Passage =
NATHAN BURSTEIN, Jerusalem Post
Six weeks after authorities foiled an alleged bomb plot against two Bronx synagogues, the Department of Homeland Security has allocated $1.83 million to boost safety at Jewish institutions in another part of the city.
More than two dozen Jewish organizations in Brooklyn, including yeshivot, synagogues and a children’s museum, will receive funds as part of the program, an effort to offset security costs at non-profit institutions considered particularly high-risk by officials.
“What was noteworthy about the Bronx event was that it was not that unusual,” said Rep. Anthony D. Weiner (D-Brooklyn and Queens), who announced the grants Tuesday at the Bnos Yisroel School for Girls in Flatbush, one of the facilities set to receive the funds. “Despite the fact that we are safe in New York, there remain too many people ready to commit acts of hate.”
As much as $75,000 will be awarded to each of 26 Brooklyn non-profits, with the money designated for security measures including surveillance equipment, bullet-proofing and electronically controlled entries and exits.

Required action = Can you rewrite the article on the Brooklyn security grants, starting at "As much as $75,000" and ending after "entries and exits.", with "surveillance equipment" changed to "security cameras"?

Data section =
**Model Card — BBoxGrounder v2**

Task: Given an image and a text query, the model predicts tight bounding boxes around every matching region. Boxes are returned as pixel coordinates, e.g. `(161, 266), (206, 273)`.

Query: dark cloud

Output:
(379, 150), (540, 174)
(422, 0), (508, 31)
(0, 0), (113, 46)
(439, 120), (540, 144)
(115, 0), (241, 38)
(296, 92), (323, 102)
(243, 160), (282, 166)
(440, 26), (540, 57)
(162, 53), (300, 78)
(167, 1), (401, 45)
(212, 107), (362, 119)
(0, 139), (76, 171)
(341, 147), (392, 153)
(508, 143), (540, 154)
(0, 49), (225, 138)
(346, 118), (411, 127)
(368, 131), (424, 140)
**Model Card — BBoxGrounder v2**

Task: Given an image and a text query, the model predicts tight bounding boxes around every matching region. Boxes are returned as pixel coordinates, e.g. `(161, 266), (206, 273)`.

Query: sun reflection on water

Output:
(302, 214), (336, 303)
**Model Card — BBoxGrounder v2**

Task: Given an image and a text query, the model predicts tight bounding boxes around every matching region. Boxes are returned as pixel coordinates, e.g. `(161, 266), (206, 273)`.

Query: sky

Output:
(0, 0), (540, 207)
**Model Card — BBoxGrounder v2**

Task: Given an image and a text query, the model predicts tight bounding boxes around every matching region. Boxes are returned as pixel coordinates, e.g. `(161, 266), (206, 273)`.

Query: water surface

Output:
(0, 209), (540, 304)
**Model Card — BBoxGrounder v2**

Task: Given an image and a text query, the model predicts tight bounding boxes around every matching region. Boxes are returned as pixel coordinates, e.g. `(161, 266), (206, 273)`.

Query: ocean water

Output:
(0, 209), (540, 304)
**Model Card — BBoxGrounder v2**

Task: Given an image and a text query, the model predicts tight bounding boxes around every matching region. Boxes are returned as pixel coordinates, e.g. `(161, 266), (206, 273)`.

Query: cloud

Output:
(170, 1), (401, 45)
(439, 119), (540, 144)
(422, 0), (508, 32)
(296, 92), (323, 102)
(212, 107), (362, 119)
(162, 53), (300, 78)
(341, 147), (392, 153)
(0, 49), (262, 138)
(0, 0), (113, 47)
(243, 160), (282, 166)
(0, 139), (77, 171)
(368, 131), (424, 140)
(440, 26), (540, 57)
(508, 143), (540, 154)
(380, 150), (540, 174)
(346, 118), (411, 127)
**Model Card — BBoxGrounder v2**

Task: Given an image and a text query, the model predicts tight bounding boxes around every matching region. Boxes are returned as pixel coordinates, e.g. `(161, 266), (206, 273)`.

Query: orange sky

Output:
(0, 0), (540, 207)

Output of the exercise =
As much as $75,000 will be awarded to each of 26 Brooklyn non-profits, with the money designated for security measures including security cameras, bullet-proofing and electronically controlled entries and exits.